WHAT NEEDS TO BE DONE ->
Each line of the material below should be reproduced exactly.

***** LISTED ENTRIES

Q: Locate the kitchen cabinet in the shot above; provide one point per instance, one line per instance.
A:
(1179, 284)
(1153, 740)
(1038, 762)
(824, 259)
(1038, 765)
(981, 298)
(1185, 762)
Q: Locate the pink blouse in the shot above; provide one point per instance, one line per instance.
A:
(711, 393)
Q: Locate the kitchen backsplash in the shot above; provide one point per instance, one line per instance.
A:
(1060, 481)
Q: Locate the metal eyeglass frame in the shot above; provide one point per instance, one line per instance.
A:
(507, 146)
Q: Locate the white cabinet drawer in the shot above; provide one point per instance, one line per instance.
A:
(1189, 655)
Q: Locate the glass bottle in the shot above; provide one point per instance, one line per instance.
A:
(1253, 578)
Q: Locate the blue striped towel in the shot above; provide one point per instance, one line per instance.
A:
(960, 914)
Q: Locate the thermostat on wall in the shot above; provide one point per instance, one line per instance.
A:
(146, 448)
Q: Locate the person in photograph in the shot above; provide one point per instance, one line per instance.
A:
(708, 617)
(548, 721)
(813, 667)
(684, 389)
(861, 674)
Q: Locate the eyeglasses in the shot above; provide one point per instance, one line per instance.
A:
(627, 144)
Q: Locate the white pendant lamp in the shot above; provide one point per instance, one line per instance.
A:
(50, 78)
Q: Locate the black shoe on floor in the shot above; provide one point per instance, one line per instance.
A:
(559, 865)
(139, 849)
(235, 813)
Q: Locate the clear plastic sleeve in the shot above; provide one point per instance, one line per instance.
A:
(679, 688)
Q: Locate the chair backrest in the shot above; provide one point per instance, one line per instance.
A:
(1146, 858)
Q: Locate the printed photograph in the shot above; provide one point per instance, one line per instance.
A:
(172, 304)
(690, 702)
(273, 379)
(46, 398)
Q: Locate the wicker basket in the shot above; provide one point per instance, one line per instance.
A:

**********

EXERCISE RESPONSE ->
Q: Locate the kitchen cabinet in the shot above; provide one point per instance, one line per instance.
A:
(1179, 284)
(1153, 740)
(1038, 762)
(824, 259)
(1038, 765)
(981, 298)
(1185, 762)
Q: Locate the pink blouse in the shot above; provide one point per instance, one line per instance.
A:
(711, 393)
Q: Locate the kitchen backsplash in the shot above; provide one point per instance, one line per instance.
A:
(1060, 481)
Q: Locate the metal eyeglass frame in the shot above; provide one point per instance, one line per instance.
A:
(507, 146)
Q: Locate the white cabinet drawer in the shot above; provide one point per instance, one line per instance.
A:
(1189, 655)
Q: Locate the glass bottle in the shot above; provide one point per instance, one line per instance.
A:
(1253, 578)
Q: Locate the blue striped towel in the shot above; provide one point per instance, one line per instance.
A:
(960, 914)
Q: Locate the thermostat on wall in the shot above; provide one point per instance, one line per instance.
A:
(146, 448)
Q: Locate the person in photograph in the shot above; provide one point per instance, one line per instance.
A:
(708, 617)
(548, 721)
(813, 667)
(684, 389)
(861, 674)
Q: Locate the eyeglasses in the shot above; provide one point per instance, one line per instance.
A:
(627, 144)
Q: Locate the white pendant lamp in the shot above; provide one point per instance, one line per instance.
A:
(50, 78)
Q: Locate the black shoe on floor in the shot above; provide one point per instance, one line per instance.
A:
(559, 865)
(139, 849)
(235, 813)
Q: Locate the clear plastic sleeve in the shot above; provide one point per instance, one line per instance.
A:
(679, 688)
Q: Locate the chair backrest in the shot above; provide one point per instance, one line per instance.
A:
(1146, 858)
Q: Locate the printed photograph in the shot above; provide one point per instance, one line per instance.
A:
(172, 304)
(690, 702)
(273, 379)
(46, 398)
Q: Locate the wicker basket in the shot above; provide one point per instance, one line per instance.
A:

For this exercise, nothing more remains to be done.